**Excerpted passage:**
....
With the Iowa Caucuses just days away, the places the GOP candidates are campaigning is just as telling as what they're saying on the campaign trail.

For example, former Massachussets Gov. Mitt Romney chose to campaign in New England, pounding the pavement in an attempt to explain away two profoundly shattering editorials from New Hampshire's two biggest newspapers. Although Romney held a strong lead in Iowa during October 2007 (partly because he campaigned in Iowa more than any other candidate), he was brutally blindsided by the papers just after the Christmas holiday. The Concord Monitor called him a "phony" and the New Hampshire Union Leader said, "... the more Mitt Romney speaks, the less believable he becomes."

Meanwhile, former New York Mayor Rudy Giuliani took his campaign to Florida, where he hoped to regain a toehold in the state after his campaign suffered a sudden free-fall during December. Giuliani, who once held an overwhelming lead in just about every national poll, seems to have foresaken the Jan. 3 election in Iowa, choosing instead to focus on the Jan. 29th primary in Florida. Recent polls show Giuliani dropped eight percentage points there, surrendering the lead to former Arkansas Gov. Mike Huckabee, who has enamored Florida's elderly and evangelical voters.

California Congressman Duncan Hunter gave up the ghost in Iowa and is moving on to Nevada and eventually to Texas to ring in the New Year. One would assume Texas Congressman Ron Paul is OK in his home state; he is now working Iowa relentlessly and steadily boosting his TV profile in the bargain. Arizona Sen. John McCain, whose campaign has taken a turn for the better, is maintaining his presence in Iowa, intent on maintaining his skyrocketing momentum. Huckabee is doing the same thing for the same reasons. Not Fred Thompson, though. The former Tennessee Senator is blanketing the state in a five-stop-a-day tour, but not because he's doing well everywhere else. Thompson is desperately hoping a decent showing in Iowa will kick start his campaign in other key states. Problem is, in terms of campaigning, Thompson is so far behind the rest of the field he might as well announce he's running for vice-president.

So what will Iowa tell us when the checks are cashed and the final counts are in?

Iowa will show the nation whose campaigns are healthy and whose are not. The true conservatives will rise like tallow, and they're already easy to see. They're the ones enjoying themselves. The others are frantically scrambling to make up ground and are everywhere except where they need to be. For them, it's panic time in the Hawkeye State ... and they're somewhere else.
....
**Exercise instructions:**
1 – In the Iowa caucus article, which state did Rudy Giuliani take his campaign to?
2 – Please retype everything in the rows from their very first line down to the line containing "positive clicks: (613, 212)", including both of those lines.

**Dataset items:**
....
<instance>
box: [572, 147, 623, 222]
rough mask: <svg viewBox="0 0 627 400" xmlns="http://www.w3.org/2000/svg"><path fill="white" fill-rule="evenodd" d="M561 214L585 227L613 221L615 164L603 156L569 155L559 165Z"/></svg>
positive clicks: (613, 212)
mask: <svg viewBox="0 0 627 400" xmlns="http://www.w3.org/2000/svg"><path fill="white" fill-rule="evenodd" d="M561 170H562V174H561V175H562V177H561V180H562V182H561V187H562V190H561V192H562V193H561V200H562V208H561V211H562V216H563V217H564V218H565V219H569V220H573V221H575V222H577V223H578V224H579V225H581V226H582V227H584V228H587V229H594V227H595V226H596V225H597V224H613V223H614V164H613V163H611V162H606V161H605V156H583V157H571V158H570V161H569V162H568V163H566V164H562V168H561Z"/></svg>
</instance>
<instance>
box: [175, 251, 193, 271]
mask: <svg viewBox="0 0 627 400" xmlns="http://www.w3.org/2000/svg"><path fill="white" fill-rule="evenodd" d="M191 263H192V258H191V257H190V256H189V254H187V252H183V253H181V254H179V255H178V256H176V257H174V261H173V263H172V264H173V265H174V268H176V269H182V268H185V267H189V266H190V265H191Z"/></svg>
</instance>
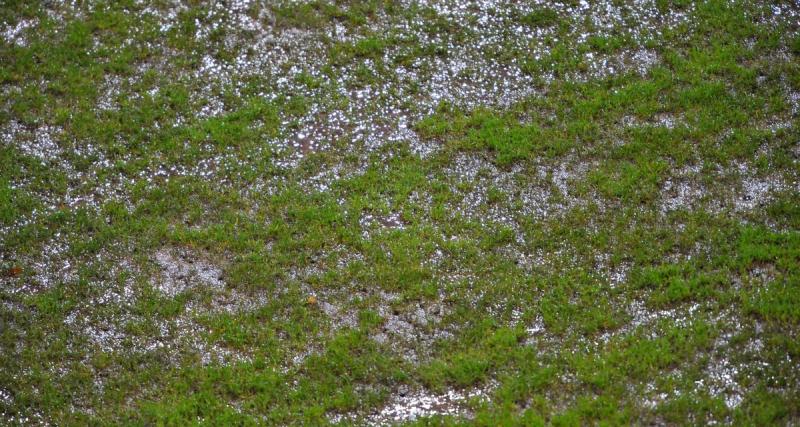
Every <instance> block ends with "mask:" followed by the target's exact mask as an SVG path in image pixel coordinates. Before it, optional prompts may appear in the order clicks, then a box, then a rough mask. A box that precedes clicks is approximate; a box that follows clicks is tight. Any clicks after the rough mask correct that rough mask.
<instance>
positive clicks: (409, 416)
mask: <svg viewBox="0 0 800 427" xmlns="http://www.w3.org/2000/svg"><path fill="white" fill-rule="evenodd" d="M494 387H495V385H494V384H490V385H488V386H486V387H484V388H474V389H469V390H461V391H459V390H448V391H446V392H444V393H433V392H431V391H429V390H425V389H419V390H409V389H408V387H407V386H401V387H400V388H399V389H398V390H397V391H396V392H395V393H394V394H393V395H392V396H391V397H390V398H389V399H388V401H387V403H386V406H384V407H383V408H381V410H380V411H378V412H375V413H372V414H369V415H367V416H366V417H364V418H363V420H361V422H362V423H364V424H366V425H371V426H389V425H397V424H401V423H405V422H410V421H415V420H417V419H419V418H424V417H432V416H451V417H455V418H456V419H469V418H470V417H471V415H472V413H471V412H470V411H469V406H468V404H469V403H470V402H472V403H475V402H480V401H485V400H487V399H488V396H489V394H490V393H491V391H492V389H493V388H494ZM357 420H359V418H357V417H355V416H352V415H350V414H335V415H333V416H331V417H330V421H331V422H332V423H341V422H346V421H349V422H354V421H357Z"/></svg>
....
**Numbered responses:**
1 – Florida.

2 –
<instance>
box: [572, 147, 623, 222]
rough mask: <svg viewBox="0 0 627 400" xmlns="http://www.w3.org/2000/svg"><path fill="white" fill-rule="evenodd" d="M561 214L585 227L613 221L615 164L603 156L569 155L559 165Z"/></svg>
positive clicks: (613, 212)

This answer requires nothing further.